▶ Extract provided
•••••

What kind of foundation are you laying? Is it for posterity?
As we explore the Book further we come across the descendants of Israel who are now being ill-used. The new Pharaoh does not know Joseph. He changes his mind and decides to oppress the Children of Israel. The once amiable relationship wanes and gloomy clouds now swing over the Israelites.
People do change mind. In fact, human beings change mind without warning. Friends become enemies as enemies become friends; Spouses divorce as others are joined in marriage. Things do change. Circumstances do change. And people too. Expect changes. Be ready for the unexpected.
Now contrast this with God:
Malachi 3:6, “”I the LORD do not change. So you, the descendants of Jacob, are not destroyed”.
Numbers 23:19, “God is not human, that he should lie, not a human being, that he should change his mind. Does he speak and then not act? Does he promise and not fulfil?”
Hebrew 13:8, “Jesus Christ is the same yesterday and today and forever.”
James 1:17, “Every good and perfect gift is from above, coming down from the Father of the heavenly lights, who does not change like shifting shadows.”
The more they are oppressed the more they multiply (Exodus 1:12, 20). This is a conundrum! How can you multiply when you are under pressure? How can oppression, suppression, depression and repression lead to multiplication?
Mark this: They were not adding up; they were multiplying. It means they increased greatly.
Instead of going down they went up. The negative forces and hostility do not stop what God has purposed to do. The whirlwind that Herod unleashed when he learnt of a new king did not stop Christ from fulfilling His purpose. In the Old Testament, we find a Joseph going to Egypt, an event that saves his brothers. In the New Testament, we meet with another Joseph, who goes to Egypt to save the Messiah.
As we continue with the movement in the Book of Exodus, we come across River Nile. It was and still remains, the mainstay of Egypt. However, by then, River Nile was not just supporting the lives of the Egyptians but also destroying the lives of Hebrews (Exodus 1:22). The river that supports lives can also disrupt lives.

•••••

Collected data:
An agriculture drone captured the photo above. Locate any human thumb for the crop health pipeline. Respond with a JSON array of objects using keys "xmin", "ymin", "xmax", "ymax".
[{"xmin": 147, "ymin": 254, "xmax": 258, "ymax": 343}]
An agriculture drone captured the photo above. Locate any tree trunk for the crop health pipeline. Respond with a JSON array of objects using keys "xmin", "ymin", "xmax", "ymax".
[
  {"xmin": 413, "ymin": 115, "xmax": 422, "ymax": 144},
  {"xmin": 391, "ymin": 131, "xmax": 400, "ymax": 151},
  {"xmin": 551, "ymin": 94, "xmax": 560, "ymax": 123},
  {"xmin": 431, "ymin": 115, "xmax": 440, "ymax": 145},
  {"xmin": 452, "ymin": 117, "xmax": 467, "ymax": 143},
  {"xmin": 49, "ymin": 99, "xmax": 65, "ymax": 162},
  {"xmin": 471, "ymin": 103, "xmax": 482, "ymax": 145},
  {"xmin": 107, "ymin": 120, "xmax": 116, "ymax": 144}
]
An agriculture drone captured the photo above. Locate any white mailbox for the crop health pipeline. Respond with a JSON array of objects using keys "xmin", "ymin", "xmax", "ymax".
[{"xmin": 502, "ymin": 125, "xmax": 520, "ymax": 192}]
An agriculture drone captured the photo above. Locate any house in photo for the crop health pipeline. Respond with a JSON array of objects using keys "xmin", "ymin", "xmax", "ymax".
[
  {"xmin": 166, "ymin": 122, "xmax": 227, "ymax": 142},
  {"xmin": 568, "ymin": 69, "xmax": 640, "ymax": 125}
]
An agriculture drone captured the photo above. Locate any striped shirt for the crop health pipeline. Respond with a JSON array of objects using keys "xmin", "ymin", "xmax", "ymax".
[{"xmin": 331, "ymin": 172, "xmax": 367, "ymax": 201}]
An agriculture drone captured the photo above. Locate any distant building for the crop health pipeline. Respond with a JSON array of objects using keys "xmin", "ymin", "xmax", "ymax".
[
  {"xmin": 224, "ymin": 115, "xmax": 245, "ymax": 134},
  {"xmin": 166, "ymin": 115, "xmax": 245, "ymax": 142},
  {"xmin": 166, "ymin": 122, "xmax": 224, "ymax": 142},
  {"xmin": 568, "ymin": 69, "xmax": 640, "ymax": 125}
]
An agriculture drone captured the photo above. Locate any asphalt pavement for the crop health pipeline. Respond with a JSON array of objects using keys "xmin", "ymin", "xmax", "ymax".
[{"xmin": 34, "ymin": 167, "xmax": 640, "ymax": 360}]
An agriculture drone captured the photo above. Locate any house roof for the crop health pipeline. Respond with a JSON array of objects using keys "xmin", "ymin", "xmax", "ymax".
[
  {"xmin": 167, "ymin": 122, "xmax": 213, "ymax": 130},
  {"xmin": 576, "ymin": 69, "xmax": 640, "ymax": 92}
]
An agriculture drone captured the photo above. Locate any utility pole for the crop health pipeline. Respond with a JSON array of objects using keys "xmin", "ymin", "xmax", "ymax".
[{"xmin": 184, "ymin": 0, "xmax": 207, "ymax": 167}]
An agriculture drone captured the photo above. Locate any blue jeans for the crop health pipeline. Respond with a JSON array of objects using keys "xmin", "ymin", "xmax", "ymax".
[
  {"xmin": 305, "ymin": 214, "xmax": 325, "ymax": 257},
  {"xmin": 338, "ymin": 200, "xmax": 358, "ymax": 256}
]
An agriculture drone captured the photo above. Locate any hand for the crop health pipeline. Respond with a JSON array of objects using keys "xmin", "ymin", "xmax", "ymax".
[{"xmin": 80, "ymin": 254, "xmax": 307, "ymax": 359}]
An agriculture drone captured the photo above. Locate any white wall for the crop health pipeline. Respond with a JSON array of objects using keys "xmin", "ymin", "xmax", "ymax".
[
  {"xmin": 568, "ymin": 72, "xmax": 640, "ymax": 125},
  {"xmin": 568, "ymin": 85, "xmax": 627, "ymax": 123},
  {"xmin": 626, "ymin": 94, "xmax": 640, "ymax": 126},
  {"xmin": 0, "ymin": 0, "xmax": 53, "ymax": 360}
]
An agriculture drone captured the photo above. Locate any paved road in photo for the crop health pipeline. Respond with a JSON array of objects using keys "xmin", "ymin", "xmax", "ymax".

•••••

▶ Instructions
1. List every Bible verse reference whose wording is quoted in the reflection on Exodus.
2. Reproduce the reflection on Exodus between "People do change" and "for the unexpected.", inclusive.

▶ Solutions
1. Malachi 3:6, Numbers 23:19, Hebrew 13:8, James 1:17

2.
People do change mind. In fact, human beings change mind without warning. Friends become enemies as enemies become friends; Spouses divorce as others are joined in marriage. Things do change. Circumstances do change. And people too. Expect changes. Be ready for the unexpected.